• **EXERCISE GOAL**: Reproduce the entries, changing each "instance" to "occurrence" and leaving everything else untouched.

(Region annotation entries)
===
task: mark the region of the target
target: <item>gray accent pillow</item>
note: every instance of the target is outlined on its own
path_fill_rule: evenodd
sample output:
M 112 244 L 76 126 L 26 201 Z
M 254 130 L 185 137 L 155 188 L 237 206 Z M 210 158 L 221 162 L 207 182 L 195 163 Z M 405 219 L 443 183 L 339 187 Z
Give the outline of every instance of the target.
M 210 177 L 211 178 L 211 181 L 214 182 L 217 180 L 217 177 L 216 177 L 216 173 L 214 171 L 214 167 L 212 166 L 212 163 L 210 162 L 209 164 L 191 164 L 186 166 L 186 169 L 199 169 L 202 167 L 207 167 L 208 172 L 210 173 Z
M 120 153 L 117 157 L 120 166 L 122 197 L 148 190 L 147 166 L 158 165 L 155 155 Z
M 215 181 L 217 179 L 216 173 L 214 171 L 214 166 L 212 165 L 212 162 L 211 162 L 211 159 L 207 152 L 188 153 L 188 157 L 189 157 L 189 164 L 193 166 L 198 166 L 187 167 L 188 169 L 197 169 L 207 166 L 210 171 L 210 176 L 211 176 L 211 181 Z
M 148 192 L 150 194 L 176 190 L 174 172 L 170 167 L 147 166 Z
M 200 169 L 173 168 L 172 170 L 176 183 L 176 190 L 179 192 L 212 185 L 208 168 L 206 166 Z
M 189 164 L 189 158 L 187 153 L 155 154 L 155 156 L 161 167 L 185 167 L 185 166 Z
===
• **SOLUTION BELOW**:
task: mark the region of the target
target: <item>gray accent pillow</item>
note: every occurrence of the target is outlined on its own
path_fill_rule: evenodd
sample output:
M 112 244 L 76 126 L 26 201 Z
M 254 130 L 185 137 L 155 188 L 237 206 Z M 210 158 L 221 162 L 207 182 L 195 163 Z M 405 219 L 443 183 L 339 187 Z
Give the outline of every occurrence of the target.
M 210 177 L 211 178 L 211 181 L 214 182 L 217 180 L 217 177 L 216 177 L 216 173 L 214 171 L 214 167 L 212 166 L 212 163 L 210 162 L 209 164 L 191 164 L 186 166 L 186 169 L 199 169 L 202 167 L 207 167 L 208 172 L 210 173 Z
M 120 153 L 117 157 L 120 166 L 122 197 L 148 190 L 147 166 L 158 165 L 155 155 Z
M 215 181 L 217 179 L 216 173 L 214 171 L 214 166 L 212 165 L 212 162 L 211 162 L 211 159 L 207 152 L 188 153 L 188 157 L 189 157 L 189 164 L 193 166 L 198 166 L 187 167 L 188 169 L 197 169 L 207 166 L 210 171 L 210 176 L 211 176 L 211 181 Z
M 148 192 L 150 194 L 176 190 L 174 172 L 170 167 L 147 166 Z
M 200 169 L 173 168 L 172 170 L 176 183 L 176 190 L 179 192 L 212 185 L 208 168 L 206 166 Z
M 189 164 L 189 158 L 187 153 L 155 154 L 155 156 L 161 167 L 185 167 L 185 166 Z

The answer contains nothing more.